_EXERCISE A:_
Answer these questions about the splash photography thread:
(i) Which lens did JustJazzie use for the shots?
(ii) According to JustJazzie, what did her son say #5 looks like?
(iii) What does JustJazzie say she drops into the water?
_EXERCISE B:_ Reproduce the splash photography thread between "## snerd (Oct" and "- like Kermit.", inclusive, substituting "Great set" for "Nice set".

_QUOTED TEXT:_
# Just splashing around.



## JustJazzie (Oct 28, 2014)

Another go at capturing splashes today! I ordered some gelatin that I may give a go with next. This round I crinkled some tin foiled and tie dyed it with marker for the base and used scrap book paper as a backdrop. This is mostly just for fun, but C&C is always welcome since I will do this again! As usual, taken with my 18-200 zoom and cropped to bits.
1)
	

	
	
		
		

		
			




2)
	

	
	
		
		

		
		
	


	



3)
	

	
	
		
		

		
		
	


	



4)
	

	
	
		
		

		
		
	


	



5)
	

	
	
		
		

		
		
	


	



6)


----------



## snowbear (Oct 28, 2014)

O.M.G.  #5 looks like a living thing!

I have got to try this.


----------



## JustJazzie (Oct 28, 2014)

snowbear said:


> O.M.G.  #5 looks like a living thing!
> 
> I have got to try this.


Lol, my son said it looks like a bear. This one is was so cropped that it's barely useable, but I kept it anyways.


----------



## snerd (Oct 28, 2014)

#5 first thing I saw was a frog. Nice set!


----------



## snowbear (Oct 28, 2014)

I'm thinking frog, too, but with a non-frog body - like Kermit.


----------



## JustJazzie (Oct 28, 2014)

I keep trying to see it, but all I see is a splash. *sigh* maybe if I take my glasses off and stare a while?


----------



## Actinia (Oct 31, 2014)

#5 is definitely a frog!


----------



## A.k.i (Nov 4, 2014)

#5 lol. The frog looks so relaxing haha


----------



## Flyextreme (Nov 4, 2014)

I like'um! #5 looks to me, like a Mud Skipper doing the back stroke.


----------



## mnmcote (Nov 4, 2014)

I was thinking Mud Skipper.. But I can also see the frog.. Very Cool splashes... What are you dropping into the water Jazzie?


----------



## Heather Koch (Nov 4, 2014)

Awesome!  I really like #1, looks like a whirl pool-ish

Yeah how and what makes the water so colorful?  I mean color dye...but that many, without turning brown?

And as for #5... Whoa that is wicked!  Definitely second the kermit thing...Looks like a frog just chilling


----------



## Rick50 (Nov 4, 2014)

Kind of looks like Kermit to me.


----------



## JustJazzie (Nov 4, 2014)

Flyextreme said:


> I like'um! #5 looks to me, like a Mud Skipper doing the back stroke.


Thank you! I'll admit I had to google mud skipper. I'll have to show the Wikipedia page to my first grader tomorrow, he'll love it!



mnmcote said:


> I was thinking Mud Skipper.. But I can also see the frog.. Very Cool splashes... What are you dropping into the water Jazzie?


 
You know those little colored glass stone/bead like things they sell for fish tanks? If you don't I can take a picture of them tomorrow and post it! 


Heather Koch said:


> Awesome!  I really like #1, looks like a whirl pool-ish
> 
> Yeah how and what makes the water so colorful?  I mean color dye...but that many, without turning brown?
> 
> And as for #5... Whoa that is wicked!  Definitely second the kermit thing...Looks like a frog just chilling


Thanks!
You can see a photo of my setup on my flickr page. Basically though, it's a colored bottom tray, with the flash bounced off of multi colored paper. Either my kids artwork, or in this case scrapbook paper.


----------



## Heather Koch (Nov 4, 2014)

Very neat, wow.


----------



## mnmcote (Nov 5, 2014)

Jazzie.. I do know what you are talking about.. Cool.. No picture needed for me.. My kiddos have had multiple fishies over the years...


----------



## pjaye (Nov 5, 2014)

This is so cool. I have to try this! I have no idea how but I'll google and figure it out.


----------

_PROVIDED MATERIAL:_
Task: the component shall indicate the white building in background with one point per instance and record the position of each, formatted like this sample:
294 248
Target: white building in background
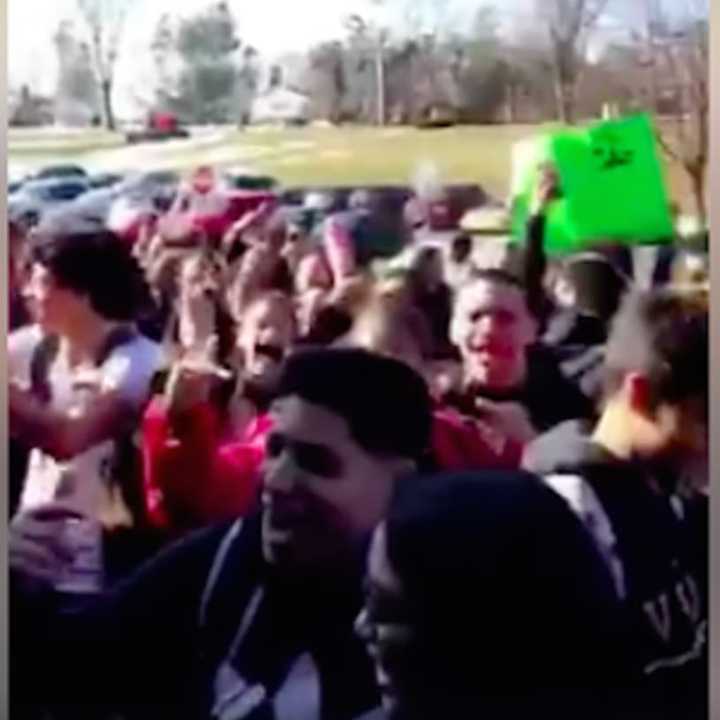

_CORRECT RESULT A:_
(i) Her 18-200 zoom.
(ii) A bear.
(iii) Little colored glass stone- or bead-like things sold for fish tanks.

_CORRECT RESULT B:_
## snerd (Oct 28, 2014)

#5 first thing I saw was a frog. Great set!


----------



## snowbear (Oct 28, 2014)

I'm thinking frog, too, but with a non-frog body - like Kermit.